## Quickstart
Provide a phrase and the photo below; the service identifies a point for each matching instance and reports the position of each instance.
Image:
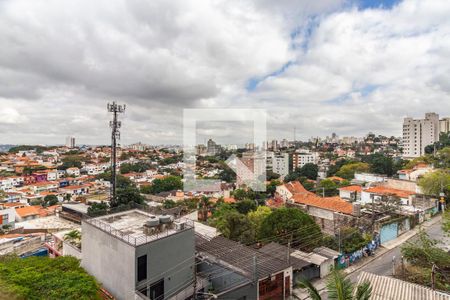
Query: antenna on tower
(295, 137)
(115, 109)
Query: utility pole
(288, 258)
(373, 213)
(115, 109)
(393, 265)
(339, 237)
(433, 277)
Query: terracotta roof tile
(352, 188)
(381, 190)
(330, 203)
(28, 211)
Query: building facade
(419, 133)
(301, 159)
(135, 253)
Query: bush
(46, 278)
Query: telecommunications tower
(115, 109)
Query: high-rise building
(70, 142)
(280, 164)
(444, 125)
(419, 133)
(305, 157)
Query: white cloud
(350, 70)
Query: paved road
(383, 264)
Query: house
(351, 192)
(73, 171)
(44, 186)
(156, 252)
(6, 183)
(27, 213)
(328, 212)
(387, 288)
(361, 178)
(75, 190)
(7, 217)
(241, 272)
(378, 193)
(58, 245)
(301, 269)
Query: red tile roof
(296, 187)
(336, 178)
(28, 211)
(330, 203)
(352, 188)
(381, 190)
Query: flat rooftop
(129, 226)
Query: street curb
(385, 250)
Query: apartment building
(419, 133)
(302, 158)
(444, 125)
(279, 163)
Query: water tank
(152, 222)
(165, 219)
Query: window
(142, 267)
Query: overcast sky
(344, 66)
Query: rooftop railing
(143, 238)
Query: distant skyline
(344, 66)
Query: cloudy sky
(344, 66)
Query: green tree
(257, 216)
(50, 200)
(272, 186)
(443, 158)
(339, 288)
(205, 205)
(352, 239)
(128, 194)
(270, 175)
(237, 227)
(348, 171)
(169, 204)
(73, 237)
(446, 221)
(421, 255)
(245, 206)
(137, 167)
(291, 224)
(97, 209)
(241, 194)
(71, 161)
(46, 278)
(380, 164)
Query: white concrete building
(70, 142)
(280, 164)
(134, 253)
(444, 125)
(303, 158)
(419, 133)
(73, 171)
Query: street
(383, 264)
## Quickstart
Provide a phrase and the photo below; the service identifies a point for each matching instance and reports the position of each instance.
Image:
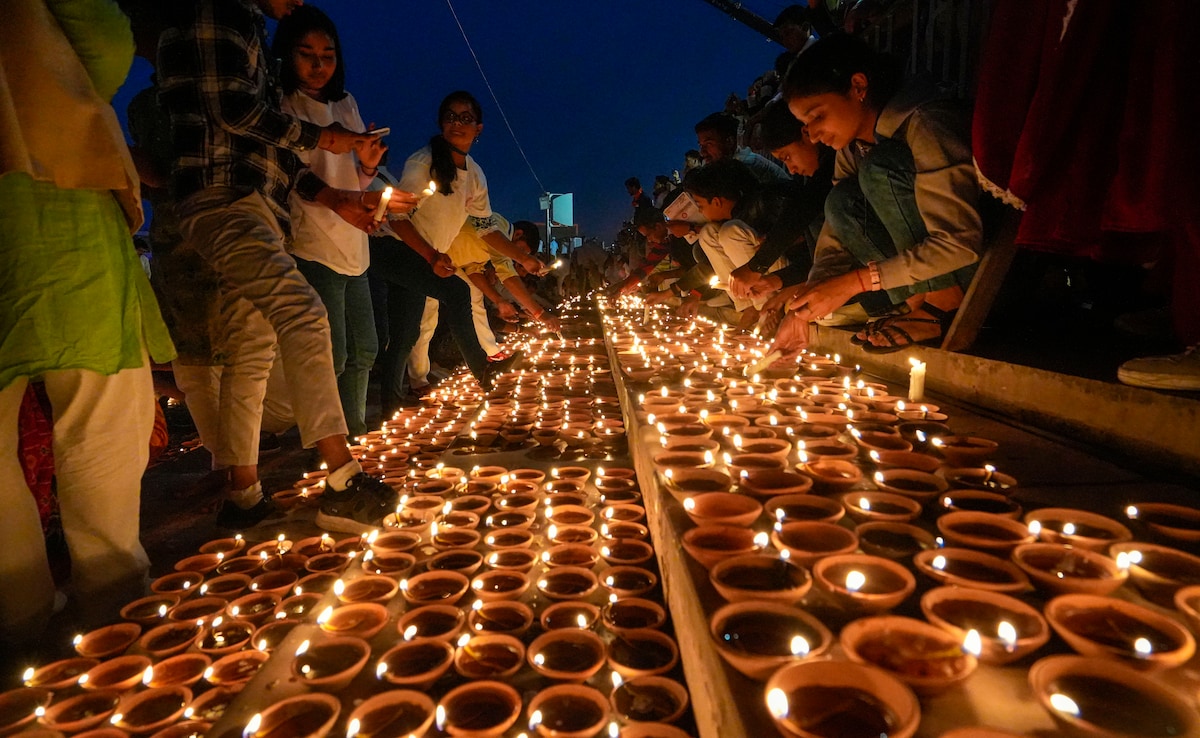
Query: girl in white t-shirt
(331, 253)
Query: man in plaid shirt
(235, 163)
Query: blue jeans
(876, 216)
(353, 334)
(408, 280)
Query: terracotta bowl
(394, 713)
(415, 664)
(479, 709)
(924, 657)
(712, 544)
(1057, 569)
(759, 637)
(870, 700)
(864, 583)
(809, 543)
(1107, 627)
(568, 654)
(880, 507)
(301, 717)
(983, 532)
(1103, 699)
(646, 700)
(1077, 528)
(976, 501)
(1157, 571)
(894, 540)
(1176, 522)
(437, 622)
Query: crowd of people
(287, 261)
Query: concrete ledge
(1153, 427)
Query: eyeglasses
(450, 119)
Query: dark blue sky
(597, 90)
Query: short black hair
(779, 126)
(726, 178)
(723, 124)
(292, 29)
(647, 216)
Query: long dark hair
(292, 29)
(831, 63)
(442, 168)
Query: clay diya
(864, 583)
(1059, 569)
(973, 569)
(415, 664)
(976, 501)
(568, 654)
(183, 670)
(118, 675)
(569, 615)
(301, 717)
(809, 543)
(330, 664)
(499, 585)
(433, 587)
(108, 641)
(1077, 528)
(880, 507)
(759, 637)
(568, 583)
(394, 714)
(655, 700)
(489, 657)
(358, 619)
(1008, 629)
(723, 508)
(82, 712)
(924, 657)
(437, 622)
(499, 617)
(1107, 627)
(1176, 522)
(820, 699)
(568, 711)
(1101, 697)
(894, 540)
(480, 709)
(983, 532)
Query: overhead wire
(495, 99)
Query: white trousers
(102, 429)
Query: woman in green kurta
(76, 307)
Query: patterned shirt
(223, 99)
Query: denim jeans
(876, 216)
(409, 280)
(353, 334)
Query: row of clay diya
(189, 605)
(763, 634)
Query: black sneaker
(359, 508)
(234, 517)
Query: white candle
(916, 381)
(383, 203)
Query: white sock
(249, 497)
(340, 477)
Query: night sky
(595, 91)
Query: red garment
(35, 448)
(1080, 114)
- - - - - - -
Your assignment:
Beginning with the line that contains "Query: man in plaid shirt", each line of the records above through the last one must be printed word for word.

Solution for this exercise:
Query: man in plaid shirt
(235, 163)
Query: blue jeans
(876, 216)
(353, 334)
(408, 280)
Query: terracotta bowl
(394, 713)
(415, 664)
(479, 709)
(924, 657)
(712, 544)
(1057, 569)
(759, 637)
(870, 700)
(864, 583)
(809, 543)
(1107, 627)
(568, 654)
(880, 507)
(301, 717)
(983, 532)
(1103, 699)
(646, 700)
(1077, 528)
(976, 501)
(1157, 571)
(894, 540)
(1176, 522)
(437, 622)
Query: crowd of people
(287, 261)
Query: concrete ledge
(1153, 427)
Query: eyeglasses
(450, 119)
Query: dark blue sky
(597, 90)
Query: short black hair
(779, 126)
(726, 178)
(723, 124)
(292, 29)
(647, 216)
Query: long dark hair
(292, 29)
(831, 63)
(442, 168)
Query: clay diya
(864, 583)
(1059, 569)
(973, 569)
(415, 664)
(976, 501)
(568, 654)
(183, 670)
(118, 675)
(569, 615)
(301, 717)
(809, 543)
(330, 664)
(499, 585)
(433, 587)
(108, 641)
(1077, 528)
(880, 507)
(759, 637)
(568, 583)
(394, 714)
(655, 700)
(489, 657)
(358, 619)
(1008, 629)
(723, 508)
(82, 712)
(924, 657)
(437, 622)
(499, 617)
(1107, 627)
(1176, 522)
(820, 699)
(568, 711)
(1101, 697)
(894, 540)
(480, 709)
(983, 532)
Query: overhead wire
(495, 99)
Query: white trousers
(102, 429)
Query: woman in green kurta
(76, 307)
Query: patterned shirt
(223, 99)
Query: denim jeans
(876, 216)
(409, 280)
(353, 334)
Query: row of clay diya
(189, 605)
(763, 634)
Query: black sneaker
(359, 508)
(234, 517)
Query: white candle
(916, 381)
(383, 203)
Query: white sock
(249, 497)
(340, 477)
Query: night sky
(595, 91)
Query: red garment
(35, 448)
(1080, 114)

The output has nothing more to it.